**Brief**
Repeat the records below word for word, beginning at the line that has "The image is shown above. Tell me: is there any mountain" and stopping after the last line of the records.
☆ ☆ ☆ ☆ ☆
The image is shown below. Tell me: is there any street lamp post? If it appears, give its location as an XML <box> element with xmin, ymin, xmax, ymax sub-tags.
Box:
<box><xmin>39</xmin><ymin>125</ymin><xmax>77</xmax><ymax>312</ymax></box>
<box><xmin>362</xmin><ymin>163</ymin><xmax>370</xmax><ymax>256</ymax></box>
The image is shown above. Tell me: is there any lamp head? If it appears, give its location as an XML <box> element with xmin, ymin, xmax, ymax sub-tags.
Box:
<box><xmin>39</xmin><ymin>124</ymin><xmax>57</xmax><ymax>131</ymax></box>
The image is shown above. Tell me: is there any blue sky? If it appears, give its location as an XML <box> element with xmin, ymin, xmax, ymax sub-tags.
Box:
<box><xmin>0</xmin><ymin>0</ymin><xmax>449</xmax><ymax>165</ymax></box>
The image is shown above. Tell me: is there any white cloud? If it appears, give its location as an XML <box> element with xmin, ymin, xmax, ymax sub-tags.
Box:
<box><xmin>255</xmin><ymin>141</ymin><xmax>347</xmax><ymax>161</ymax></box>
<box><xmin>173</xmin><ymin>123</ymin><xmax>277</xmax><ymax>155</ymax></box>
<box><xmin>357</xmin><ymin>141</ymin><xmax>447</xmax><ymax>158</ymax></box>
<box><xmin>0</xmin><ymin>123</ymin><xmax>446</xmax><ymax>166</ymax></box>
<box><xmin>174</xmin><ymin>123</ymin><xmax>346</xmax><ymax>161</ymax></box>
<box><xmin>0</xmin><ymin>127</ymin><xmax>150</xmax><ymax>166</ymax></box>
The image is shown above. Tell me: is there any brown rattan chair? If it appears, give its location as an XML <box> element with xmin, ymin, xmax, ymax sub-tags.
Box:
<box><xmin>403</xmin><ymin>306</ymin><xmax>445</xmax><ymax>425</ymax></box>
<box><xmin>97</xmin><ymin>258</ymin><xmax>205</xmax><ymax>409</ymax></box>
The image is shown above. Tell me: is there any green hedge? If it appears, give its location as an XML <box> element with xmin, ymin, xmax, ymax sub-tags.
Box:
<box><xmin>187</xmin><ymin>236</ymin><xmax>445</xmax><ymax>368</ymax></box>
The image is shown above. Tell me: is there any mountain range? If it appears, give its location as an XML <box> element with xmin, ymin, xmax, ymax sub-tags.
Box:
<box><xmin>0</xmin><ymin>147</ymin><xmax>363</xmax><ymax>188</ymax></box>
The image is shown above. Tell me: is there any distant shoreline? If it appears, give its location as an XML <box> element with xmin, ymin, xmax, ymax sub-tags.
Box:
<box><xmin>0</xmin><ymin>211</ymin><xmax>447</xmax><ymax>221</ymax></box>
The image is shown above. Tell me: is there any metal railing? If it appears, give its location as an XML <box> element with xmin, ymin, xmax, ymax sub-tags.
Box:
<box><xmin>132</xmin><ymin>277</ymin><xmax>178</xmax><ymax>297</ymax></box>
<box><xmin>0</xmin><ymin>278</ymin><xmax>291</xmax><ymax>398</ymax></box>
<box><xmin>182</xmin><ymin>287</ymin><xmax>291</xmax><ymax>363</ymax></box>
☆ ☆ ☆ ☆ ☆
**Written solution**
The image is shown above. Tell me: is there any mountain range? If it appears, give its location as an XML <box> element with xmin, ymin, xmax, ymax sub-tags.
Box:
<box><xmin>0</xmin><ymin>147</ymin><xmax>363</xmax><ymax>188</ymax></box>
The image is shown above. Tell me: is there any distant shoreline? If it appears, give its location as an XML <box> element with xmin, ymin, xmax, ymax sub-tags.
Box:
<box><xmin>0</xmin><ymin>211</ymin><xmax>447</xmax><ymax>221</ymax></box>
The image is shown above. Tell me: is there any metal railing? If it appears, give its location as an XML <box> element with xmin, ymin, xmax, ymax sub-tags.
Box:
<box><xmin>132</xmin><ymin>277</ymin><xmax>178</xmax><ymax>297</ymax></box>
<box><xmin>0</xmin><ymin>278</ymin><xmax>291</xmax><ymax>398</ymax></box>
<box><xmin>182</xmin><ymin>287</ymin><xmax>291</xmax><ymax>363</ymax></box>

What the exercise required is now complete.